Task -
From the article on HPV and cervical screening, state the share of cervical cancer cases it says are preventable.

Document passage -
<<<<

Demystifying the facts about HPV & the importance of cervical cancer screening

This Cervical Screening Awareness Week, from 14th – 20th June 2021, we are demystifying facts about HPV and celebrating the importance of cervical cancer screening. Although 8 women are diagnosed with cervical cancer every day across the UK, the good news is that 99.7% of cervical cancer cases are preventable.

What is HPV?

The Human papillomavirus (HPV) is a virus affecting both men and women, that 90% of people are exposed to when they become sexually active. In the majority of cases, the virus clears with no harmful side effects, but in a small proportion of women it goes on to cause pre-cancerous and potentially even cancerous changes to the cervix. There are lots of different types of HPV, but the high-risk strains (especially numbers 16 and 18) are more commonly associated with cervical problems.

Cervical screening identifies the disease in its earliest stages and, boys and girls are now offered the HPV vaccine from the age of 12. This means that cervical cancer is close to 100% preventable with the combination of HPV vaccination and regular cervical HPV screening.

Missed smear test – what are my at-home cervical cancer test options?

Successive lockdowns in the past year mean many women have missed routine cervical cancer screening appointments. Insufficient capacity and a growing backlog for the NHS national screening programme means many women have experienced significant delays in screening, and those cervical cancers are likely undiagnosed.

Attending a cervical smear test can seem intimidating and cause anxiety for several reasons - including not knowing what to expect, embarrassment, and fear of an uncomfortable experience. Whilst these are valid concerns, cervical smear testing is often quick and painless and some of these tips can help make the experience more comfortable. There are also alternatives options to screen for the HPV virus so you can continue to take control of your own healthcare.

>>>>

Supplied material -
<<<<

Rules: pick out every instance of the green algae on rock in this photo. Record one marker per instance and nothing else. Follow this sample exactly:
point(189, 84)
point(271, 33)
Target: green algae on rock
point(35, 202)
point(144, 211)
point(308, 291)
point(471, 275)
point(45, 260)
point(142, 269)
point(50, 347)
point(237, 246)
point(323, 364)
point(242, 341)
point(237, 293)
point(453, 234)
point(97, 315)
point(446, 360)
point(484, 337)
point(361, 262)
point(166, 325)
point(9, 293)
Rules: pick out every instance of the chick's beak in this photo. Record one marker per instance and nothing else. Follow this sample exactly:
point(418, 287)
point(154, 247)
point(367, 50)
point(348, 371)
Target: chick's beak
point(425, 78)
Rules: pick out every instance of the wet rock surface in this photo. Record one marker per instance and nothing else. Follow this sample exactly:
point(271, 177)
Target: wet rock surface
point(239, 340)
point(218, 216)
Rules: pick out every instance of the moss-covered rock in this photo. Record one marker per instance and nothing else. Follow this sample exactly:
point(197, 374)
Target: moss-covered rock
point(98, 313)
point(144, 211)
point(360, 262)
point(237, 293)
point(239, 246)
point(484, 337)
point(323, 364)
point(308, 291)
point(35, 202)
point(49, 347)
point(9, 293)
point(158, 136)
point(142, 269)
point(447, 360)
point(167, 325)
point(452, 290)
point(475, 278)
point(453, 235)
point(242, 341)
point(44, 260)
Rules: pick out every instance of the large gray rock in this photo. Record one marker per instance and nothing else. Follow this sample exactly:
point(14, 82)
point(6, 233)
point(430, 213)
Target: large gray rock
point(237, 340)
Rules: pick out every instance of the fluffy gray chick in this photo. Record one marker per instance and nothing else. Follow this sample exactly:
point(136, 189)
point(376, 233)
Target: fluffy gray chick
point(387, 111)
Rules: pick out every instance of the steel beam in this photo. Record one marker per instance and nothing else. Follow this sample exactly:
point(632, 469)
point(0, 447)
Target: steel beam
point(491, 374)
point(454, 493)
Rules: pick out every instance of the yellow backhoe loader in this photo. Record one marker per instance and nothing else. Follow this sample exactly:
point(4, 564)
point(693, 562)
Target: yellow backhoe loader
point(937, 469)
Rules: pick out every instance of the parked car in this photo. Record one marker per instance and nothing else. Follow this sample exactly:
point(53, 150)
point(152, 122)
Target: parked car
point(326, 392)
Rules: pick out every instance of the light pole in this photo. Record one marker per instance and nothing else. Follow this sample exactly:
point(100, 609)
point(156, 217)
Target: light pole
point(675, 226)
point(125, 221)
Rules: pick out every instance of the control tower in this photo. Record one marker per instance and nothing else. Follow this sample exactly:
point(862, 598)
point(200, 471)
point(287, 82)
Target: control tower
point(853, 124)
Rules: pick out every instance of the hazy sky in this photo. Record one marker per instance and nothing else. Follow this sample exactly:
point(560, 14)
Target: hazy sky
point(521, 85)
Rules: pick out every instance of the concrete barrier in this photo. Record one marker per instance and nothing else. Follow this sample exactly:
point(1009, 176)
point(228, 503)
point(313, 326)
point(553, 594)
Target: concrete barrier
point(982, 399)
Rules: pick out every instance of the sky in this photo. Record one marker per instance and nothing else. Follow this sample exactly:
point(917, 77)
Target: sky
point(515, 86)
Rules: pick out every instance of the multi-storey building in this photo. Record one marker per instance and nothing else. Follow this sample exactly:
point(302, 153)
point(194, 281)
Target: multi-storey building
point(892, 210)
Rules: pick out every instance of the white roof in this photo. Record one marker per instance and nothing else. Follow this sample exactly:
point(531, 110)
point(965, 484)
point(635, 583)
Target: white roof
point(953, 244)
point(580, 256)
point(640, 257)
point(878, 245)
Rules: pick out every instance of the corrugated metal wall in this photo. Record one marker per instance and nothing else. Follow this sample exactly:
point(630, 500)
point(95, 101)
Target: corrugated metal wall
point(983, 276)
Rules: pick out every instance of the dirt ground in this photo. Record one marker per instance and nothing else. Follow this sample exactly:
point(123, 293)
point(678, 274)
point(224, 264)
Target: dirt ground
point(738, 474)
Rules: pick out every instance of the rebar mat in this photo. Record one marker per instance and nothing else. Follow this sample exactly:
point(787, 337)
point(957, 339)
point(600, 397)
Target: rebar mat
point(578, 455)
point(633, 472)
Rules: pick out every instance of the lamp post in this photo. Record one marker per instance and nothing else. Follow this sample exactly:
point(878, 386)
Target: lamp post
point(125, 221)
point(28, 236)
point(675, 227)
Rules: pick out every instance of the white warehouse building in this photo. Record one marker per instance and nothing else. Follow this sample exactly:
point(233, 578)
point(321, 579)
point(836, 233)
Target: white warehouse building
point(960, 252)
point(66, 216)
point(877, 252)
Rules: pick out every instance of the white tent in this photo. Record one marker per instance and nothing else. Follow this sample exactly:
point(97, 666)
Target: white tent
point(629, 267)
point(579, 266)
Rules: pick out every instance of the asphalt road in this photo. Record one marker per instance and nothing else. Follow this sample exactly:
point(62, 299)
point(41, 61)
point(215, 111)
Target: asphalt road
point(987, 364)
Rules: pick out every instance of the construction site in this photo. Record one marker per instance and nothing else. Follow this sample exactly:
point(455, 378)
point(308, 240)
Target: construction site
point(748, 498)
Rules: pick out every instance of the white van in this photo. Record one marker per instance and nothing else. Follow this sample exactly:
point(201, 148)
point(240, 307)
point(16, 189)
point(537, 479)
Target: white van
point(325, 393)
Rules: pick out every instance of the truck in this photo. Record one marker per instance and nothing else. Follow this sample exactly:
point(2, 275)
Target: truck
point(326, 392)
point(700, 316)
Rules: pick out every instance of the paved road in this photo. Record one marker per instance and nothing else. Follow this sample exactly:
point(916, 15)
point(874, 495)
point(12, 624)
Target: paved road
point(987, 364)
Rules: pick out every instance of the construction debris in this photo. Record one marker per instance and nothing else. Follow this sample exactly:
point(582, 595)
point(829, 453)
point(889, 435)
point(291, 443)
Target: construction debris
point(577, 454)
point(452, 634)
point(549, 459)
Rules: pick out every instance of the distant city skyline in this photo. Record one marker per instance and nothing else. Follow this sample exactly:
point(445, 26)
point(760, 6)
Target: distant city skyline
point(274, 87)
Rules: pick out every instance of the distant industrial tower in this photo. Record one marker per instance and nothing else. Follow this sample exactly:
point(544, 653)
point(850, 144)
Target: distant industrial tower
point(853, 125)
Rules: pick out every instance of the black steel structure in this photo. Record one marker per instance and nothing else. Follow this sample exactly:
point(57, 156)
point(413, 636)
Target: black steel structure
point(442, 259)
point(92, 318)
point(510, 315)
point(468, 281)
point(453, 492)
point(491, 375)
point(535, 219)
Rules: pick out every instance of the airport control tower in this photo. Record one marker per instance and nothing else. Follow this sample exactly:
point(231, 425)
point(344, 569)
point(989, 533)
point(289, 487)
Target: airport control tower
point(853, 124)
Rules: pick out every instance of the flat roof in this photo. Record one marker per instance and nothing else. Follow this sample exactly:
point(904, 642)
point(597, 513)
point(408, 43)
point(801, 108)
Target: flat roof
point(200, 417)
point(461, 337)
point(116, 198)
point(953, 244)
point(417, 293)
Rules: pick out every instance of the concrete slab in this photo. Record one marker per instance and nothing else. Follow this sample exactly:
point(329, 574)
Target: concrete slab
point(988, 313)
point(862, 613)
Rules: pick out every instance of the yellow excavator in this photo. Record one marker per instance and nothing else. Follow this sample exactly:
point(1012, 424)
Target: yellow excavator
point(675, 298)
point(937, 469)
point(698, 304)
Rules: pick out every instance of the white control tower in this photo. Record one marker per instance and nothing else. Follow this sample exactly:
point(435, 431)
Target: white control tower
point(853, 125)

>>>>

Response box -
99.7% of cervical cancer cases are preventable.